WHAT THE TASK ASKS:
Put the records, from the start of the records through the first line that contains "[(726, 531)]", into a two-column CSV with the headers instruction and response. Give one row per record, with its text and its answer each in a single quoted field and line breaks replaced by spaces.

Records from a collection
◆ ◆ ◆ ◆ ◆

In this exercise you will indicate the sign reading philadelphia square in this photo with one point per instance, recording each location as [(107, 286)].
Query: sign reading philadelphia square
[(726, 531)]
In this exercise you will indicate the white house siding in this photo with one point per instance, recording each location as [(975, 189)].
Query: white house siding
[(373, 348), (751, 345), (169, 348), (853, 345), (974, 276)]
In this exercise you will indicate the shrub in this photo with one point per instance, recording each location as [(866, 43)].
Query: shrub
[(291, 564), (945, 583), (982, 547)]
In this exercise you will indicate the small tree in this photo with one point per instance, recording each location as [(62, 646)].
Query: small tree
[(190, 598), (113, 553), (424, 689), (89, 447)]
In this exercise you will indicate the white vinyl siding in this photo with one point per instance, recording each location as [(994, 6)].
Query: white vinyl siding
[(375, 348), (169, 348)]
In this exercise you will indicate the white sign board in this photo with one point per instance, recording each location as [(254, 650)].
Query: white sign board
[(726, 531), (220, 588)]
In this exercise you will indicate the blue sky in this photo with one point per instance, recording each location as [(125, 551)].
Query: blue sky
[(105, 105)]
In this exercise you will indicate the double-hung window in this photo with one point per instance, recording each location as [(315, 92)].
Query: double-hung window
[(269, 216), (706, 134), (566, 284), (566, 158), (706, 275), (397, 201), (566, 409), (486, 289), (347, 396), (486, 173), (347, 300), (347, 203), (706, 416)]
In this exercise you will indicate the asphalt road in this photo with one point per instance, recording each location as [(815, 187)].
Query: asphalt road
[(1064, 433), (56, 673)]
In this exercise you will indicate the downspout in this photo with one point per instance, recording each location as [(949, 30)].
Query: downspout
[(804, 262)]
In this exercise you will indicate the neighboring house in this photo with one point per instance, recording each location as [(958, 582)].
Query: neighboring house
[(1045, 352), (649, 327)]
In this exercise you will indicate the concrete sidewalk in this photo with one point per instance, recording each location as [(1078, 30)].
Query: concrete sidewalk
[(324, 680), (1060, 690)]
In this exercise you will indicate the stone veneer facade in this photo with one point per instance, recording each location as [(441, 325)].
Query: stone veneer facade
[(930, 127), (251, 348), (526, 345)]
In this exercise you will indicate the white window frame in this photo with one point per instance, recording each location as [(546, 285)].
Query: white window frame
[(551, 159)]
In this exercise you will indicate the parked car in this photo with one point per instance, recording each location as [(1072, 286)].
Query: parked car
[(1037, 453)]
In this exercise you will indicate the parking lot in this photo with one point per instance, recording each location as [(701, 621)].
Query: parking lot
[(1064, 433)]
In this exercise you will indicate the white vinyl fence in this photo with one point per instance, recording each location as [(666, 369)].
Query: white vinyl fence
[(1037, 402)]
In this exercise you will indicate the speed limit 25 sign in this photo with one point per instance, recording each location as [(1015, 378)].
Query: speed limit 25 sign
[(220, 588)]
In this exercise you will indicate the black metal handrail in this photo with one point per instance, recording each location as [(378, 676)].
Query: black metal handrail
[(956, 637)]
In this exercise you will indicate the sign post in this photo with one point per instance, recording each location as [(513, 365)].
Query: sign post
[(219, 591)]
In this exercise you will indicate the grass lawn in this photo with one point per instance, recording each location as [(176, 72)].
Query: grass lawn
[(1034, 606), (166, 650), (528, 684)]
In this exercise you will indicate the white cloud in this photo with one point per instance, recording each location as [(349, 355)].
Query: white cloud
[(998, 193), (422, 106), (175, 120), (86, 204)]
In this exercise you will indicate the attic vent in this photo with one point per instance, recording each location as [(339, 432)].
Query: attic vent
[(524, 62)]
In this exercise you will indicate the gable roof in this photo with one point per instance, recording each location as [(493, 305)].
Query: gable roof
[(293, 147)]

◆ ◆ ◆ ◆ ◆

REPLY:
instruction,response
"In this exercise you will indicate the sign reading philadelphia square in this photo with one point per instance, recording each location as [(107, 286)]. Query: sign reading philadelphia square","[(726, 531)]"